## begin

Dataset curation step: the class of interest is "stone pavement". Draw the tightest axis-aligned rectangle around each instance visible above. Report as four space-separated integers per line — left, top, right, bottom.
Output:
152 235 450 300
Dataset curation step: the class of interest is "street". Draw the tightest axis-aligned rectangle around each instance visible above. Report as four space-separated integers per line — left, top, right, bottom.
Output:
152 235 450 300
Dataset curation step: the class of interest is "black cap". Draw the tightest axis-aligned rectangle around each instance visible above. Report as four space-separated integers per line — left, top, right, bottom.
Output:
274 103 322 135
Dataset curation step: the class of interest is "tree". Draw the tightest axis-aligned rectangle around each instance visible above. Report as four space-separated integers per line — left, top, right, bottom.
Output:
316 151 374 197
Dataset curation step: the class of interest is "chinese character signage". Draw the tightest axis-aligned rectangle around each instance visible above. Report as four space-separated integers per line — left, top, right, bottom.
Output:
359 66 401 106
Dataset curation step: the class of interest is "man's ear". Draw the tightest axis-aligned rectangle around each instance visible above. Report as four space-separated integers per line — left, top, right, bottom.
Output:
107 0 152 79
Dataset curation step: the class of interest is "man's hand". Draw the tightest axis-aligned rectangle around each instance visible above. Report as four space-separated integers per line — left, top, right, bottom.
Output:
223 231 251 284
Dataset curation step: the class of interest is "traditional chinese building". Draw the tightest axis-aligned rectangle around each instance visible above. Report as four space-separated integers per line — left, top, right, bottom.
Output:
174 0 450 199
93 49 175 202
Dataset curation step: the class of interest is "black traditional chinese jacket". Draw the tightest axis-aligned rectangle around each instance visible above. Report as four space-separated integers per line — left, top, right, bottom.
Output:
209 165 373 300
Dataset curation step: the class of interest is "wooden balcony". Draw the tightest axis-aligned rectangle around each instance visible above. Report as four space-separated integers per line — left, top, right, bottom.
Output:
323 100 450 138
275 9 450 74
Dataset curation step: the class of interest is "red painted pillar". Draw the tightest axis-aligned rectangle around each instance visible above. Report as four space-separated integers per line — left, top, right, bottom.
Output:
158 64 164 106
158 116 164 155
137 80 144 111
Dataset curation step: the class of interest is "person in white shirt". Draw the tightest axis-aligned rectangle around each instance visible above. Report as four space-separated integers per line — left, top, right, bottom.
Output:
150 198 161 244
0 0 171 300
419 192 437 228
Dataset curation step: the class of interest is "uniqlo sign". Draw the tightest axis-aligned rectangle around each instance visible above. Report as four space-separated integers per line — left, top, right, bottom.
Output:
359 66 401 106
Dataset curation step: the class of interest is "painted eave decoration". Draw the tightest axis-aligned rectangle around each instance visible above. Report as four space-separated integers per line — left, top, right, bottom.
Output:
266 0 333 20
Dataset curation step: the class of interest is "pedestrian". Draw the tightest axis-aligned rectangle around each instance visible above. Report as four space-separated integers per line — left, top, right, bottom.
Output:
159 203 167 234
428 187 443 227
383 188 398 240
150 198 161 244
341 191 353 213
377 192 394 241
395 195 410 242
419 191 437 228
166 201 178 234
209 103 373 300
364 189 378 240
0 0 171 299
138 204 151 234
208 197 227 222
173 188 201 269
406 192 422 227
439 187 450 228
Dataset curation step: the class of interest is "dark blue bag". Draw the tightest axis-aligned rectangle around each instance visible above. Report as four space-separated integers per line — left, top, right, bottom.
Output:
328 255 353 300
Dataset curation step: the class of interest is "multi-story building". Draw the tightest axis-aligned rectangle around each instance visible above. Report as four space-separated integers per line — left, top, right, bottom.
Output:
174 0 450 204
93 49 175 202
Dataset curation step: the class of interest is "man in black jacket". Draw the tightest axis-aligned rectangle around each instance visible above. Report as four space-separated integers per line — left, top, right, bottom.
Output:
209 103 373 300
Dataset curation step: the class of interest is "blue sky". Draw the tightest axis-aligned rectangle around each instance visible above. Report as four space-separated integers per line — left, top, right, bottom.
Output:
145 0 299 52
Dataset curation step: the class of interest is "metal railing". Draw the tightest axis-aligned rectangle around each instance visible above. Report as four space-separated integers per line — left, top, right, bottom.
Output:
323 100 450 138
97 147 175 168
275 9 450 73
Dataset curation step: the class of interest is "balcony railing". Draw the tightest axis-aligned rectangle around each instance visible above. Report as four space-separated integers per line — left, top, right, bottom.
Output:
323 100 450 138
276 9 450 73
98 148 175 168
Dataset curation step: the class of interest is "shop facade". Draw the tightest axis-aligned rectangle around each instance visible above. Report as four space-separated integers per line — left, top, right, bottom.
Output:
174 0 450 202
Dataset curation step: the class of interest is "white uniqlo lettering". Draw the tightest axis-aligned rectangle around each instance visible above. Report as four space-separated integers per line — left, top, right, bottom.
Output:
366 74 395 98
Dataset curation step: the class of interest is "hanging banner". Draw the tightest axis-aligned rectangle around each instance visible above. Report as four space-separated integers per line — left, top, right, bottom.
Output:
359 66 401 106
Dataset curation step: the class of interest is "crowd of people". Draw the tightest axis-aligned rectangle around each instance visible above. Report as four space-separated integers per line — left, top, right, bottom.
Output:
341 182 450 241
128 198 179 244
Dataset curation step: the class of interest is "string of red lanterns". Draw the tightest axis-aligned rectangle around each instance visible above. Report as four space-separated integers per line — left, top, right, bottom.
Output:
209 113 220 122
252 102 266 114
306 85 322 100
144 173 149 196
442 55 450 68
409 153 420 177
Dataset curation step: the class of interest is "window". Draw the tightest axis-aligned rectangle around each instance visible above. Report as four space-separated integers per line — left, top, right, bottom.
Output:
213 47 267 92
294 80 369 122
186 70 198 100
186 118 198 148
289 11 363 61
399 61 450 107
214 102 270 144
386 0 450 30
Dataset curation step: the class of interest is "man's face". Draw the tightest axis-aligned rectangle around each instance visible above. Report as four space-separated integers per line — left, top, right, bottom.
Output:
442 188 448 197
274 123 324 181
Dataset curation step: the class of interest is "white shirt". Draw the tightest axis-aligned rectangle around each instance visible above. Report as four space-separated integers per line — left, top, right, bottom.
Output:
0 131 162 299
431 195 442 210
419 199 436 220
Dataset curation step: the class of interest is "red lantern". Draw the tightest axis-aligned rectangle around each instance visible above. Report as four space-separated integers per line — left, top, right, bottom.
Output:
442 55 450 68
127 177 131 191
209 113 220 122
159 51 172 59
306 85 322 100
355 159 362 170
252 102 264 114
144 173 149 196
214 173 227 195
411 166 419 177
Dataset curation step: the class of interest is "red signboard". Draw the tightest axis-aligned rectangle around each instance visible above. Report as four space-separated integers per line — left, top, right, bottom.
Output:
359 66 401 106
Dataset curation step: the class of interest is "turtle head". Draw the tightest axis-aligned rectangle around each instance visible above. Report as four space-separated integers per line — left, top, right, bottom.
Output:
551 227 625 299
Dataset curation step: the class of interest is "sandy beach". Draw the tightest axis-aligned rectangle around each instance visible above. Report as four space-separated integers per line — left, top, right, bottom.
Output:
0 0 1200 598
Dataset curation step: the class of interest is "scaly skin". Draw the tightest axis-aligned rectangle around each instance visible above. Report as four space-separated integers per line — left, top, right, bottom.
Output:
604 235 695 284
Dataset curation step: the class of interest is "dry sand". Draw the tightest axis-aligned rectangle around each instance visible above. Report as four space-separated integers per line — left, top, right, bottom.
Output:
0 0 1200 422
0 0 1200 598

## end

Please return, word for word, every row above that contains the string "uniqlo". Case counts, so skip rows where it appears only with different capitalization.

Dataset curation step: the class of interest is "uniqlo sign". Draw the tightest axis-aligned rectangle around each instance visible above. Report as four space-separated integers per line — left, top, right, bottom.
Dataset curation step: the class of interest is "white uniqlo lettering". Draw the tightest axis-aligned rectangle around each instance visible above. Report as four space-separated integers per line — left, top, right, bottom.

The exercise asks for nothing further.